*OBJECTIVE*
Rescale the part of the material that opens with the line containing "work: provide the mask of every instance of the bird's belly" and closes with the last line of the material, reproducing every line. Multiply each vertex coordinate in the answers by 0.7 and round it to a whole number, with halves rounded up.

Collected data

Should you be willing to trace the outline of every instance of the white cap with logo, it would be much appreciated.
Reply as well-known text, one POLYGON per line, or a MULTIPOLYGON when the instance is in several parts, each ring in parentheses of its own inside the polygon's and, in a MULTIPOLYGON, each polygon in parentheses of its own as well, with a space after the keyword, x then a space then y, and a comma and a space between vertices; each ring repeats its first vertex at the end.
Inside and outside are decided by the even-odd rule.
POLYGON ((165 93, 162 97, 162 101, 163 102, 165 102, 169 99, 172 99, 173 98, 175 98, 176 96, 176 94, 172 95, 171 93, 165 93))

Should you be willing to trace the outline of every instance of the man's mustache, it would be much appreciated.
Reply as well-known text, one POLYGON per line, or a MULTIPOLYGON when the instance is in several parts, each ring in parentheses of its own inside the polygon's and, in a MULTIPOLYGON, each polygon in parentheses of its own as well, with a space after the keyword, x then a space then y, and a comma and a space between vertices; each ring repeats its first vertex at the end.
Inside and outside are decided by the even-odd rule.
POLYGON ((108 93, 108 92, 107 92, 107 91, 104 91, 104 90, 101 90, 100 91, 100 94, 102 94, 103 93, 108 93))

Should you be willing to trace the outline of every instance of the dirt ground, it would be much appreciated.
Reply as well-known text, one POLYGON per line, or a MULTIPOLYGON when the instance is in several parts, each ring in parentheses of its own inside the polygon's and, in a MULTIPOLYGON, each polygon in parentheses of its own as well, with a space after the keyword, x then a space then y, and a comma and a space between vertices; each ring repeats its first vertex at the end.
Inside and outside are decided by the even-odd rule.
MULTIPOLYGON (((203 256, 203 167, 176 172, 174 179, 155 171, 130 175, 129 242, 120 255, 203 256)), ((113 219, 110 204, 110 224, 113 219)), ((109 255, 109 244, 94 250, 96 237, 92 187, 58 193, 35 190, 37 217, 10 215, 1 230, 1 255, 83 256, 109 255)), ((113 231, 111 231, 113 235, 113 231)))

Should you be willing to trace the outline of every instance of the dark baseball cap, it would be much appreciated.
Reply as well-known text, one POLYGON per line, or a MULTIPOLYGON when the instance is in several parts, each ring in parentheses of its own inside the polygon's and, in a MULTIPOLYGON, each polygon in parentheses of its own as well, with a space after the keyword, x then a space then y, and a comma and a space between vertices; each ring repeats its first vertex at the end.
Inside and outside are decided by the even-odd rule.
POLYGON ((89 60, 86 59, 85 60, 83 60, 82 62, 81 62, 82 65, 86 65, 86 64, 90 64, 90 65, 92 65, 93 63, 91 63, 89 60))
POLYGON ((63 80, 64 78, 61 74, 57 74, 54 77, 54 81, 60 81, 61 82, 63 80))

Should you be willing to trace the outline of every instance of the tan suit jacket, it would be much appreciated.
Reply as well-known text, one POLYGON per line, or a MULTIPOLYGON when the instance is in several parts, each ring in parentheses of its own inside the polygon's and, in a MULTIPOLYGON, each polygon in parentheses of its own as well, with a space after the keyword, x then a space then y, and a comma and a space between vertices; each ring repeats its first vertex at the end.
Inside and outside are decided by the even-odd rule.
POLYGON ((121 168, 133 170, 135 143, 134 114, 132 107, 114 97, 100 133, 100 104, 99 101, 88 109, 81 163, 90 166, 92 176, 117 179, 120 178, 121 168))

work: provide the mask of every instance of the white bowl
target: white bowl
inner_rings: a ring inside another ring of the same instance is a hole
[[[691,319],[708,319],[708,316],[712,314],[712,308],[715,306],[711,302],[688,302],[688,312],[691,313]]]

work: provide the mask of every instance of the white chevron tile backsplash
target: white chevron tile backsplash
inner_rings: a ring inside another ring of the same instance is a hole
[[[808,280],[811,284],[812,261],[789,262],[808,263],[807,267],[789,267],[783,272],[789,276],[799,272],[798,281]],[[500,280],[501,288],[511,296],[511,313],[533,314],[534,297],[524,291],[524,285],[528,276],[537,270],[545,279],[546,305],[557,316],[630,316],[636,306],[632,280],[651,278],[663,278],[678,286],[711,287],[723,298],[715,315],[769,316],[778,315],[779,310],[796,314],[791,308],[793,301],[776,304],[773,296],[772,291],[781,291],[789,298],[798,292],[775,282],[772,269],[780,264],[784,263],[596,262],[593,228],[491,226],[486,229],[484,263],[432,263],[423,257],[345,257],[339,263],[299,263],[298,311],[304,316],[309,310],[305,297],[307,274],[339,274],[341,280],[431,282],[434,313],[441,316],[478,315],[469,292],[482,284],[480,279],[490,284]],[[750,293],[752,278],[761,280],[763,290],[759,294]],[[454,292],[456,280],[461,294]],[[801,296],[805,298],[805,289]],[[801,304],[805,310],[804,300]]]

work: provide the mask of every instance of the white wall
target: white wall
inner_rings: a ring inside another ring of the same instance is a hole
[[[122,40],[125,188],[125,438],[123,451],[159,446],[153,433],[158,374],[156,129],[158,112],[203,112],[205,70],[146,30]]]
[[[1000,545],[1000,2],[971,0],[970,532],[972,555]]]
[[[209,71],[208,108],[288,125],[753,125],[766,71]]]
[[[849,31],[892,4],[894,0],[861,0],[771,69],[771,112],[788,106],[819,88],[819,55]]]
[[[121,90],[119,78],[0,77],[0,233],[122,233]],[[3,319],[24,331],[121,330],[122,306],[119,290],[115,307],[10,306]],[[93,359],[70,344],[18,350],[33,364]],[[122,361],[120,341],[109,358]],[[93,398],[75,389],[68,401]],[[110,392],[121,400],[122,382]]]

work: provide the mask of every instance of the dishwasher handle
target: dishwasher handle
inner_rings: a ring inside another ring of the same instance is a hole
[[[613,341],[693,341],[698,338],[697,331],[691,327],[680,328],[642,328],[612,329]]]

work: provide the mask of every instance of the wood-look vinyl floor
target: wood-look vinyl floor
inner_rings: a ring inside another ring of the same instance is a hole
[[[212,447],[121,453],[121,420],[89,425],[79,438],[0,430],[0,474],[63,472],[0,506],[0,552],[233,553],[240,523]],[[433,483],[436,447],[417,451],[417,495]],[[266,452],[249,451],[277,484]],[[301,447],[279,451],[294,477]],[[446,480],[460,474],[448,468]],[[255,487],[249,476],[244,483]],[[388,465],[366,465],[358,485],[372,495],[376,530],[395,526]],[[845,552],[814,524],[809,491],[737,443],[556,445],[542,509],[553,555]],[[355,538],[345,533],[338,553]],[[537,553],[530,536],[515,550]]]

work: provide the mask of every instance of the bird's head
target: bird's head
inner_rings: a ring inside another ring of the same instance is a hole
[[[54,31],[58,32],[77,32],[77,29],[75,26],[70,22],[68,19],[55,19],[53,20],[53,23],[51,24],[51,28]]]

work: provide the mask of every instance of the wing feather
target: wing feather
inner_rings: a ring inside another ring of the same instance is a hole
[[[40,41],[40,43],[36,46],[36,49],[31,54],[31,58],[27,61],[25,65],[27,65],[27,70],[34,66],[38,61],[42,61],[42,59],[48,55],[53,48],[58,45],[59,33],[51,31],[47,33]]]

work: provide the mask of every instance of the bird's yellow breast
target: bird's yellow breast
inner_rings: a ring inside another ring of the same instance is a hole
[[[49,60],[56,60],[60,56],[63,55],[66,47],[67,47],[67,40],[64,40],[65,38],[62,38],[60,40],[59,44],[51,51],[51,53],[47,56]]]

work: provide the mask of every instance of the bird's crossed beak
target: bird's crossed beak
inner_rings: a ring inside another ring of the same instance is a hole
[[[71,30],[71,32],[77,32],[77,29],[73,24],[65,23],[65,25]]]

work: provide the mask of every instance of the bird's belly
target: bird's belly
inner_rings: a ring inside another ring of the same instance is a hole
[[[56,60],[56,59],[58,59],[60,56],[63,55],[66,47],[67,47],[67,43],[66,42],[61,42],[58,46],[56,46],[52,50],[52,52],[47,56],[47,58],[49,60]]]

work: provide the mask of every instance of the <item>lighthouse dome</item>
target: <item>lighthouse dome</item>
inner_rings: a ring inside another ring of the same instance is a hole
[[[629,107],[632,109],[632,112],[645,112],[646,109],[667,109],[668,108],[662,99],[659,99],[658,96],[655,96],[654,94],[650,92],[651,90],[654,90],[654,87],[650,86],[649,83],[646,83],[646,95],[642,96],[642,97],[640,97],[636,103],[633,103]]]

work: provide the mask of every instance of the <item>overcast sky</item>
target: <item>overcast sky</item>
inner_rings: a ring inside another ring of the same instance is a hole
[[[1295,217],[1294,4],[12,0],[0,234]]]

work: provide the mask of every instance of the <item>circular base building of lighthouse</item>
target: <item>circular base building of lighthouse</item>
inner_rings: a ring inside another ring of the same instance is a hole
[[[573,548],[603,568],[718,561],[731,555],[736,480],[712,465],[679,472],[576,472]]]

*CORRECT RESULT*
work: provide the mask of every instance of the bird's belly
target: bird's belly
inner_rings: a ring inside another ring of the same instance is a hole
[[[39,42],[39,41],[41,41],[42,39],[44,39],[46,33],[47,33],[47,30],[46,29],[43,29],[41,32],[39,32],[36,35],[36,36],[33,39],[33,41],[34,42]]]

work: provide the mask of every instance of the <item>lighthouse dome</item>
target: <item>lighthouse dome</item>
inner_rings: a ring inside another ring of the same instance is a hole
[[[440,75],[442,76],[442,78],[452,78],[452,76],[467,76],[468,76],[463,69],[461,69],[461,67],[459,67],[458,66],[455,64],[456,63],[458,63],[458,61],[455,60],[454,58],[452,58],[452,67],[449,67],[449,68],[448,68],[445,72],[443,72]]]

work: provide the mask of every instance of the <item>overcast sky</item>
target: <item>overcast sky</item>
inner_rings: a ring inside another ring of the same instance is a hole
[[[907,152],[906,3],[8,0],[0,164]]]

work: provide the mask of every instance of the <item>circular base building of lighthouse</item>
target: <item>circular base building of lighthouse</item>
inner_rings: a ring inside another ring of the same instance is a hole
[[[401,384],[422,398],[503,393],[512,389],[515,336],[498,326],[475,330],[403,330]]]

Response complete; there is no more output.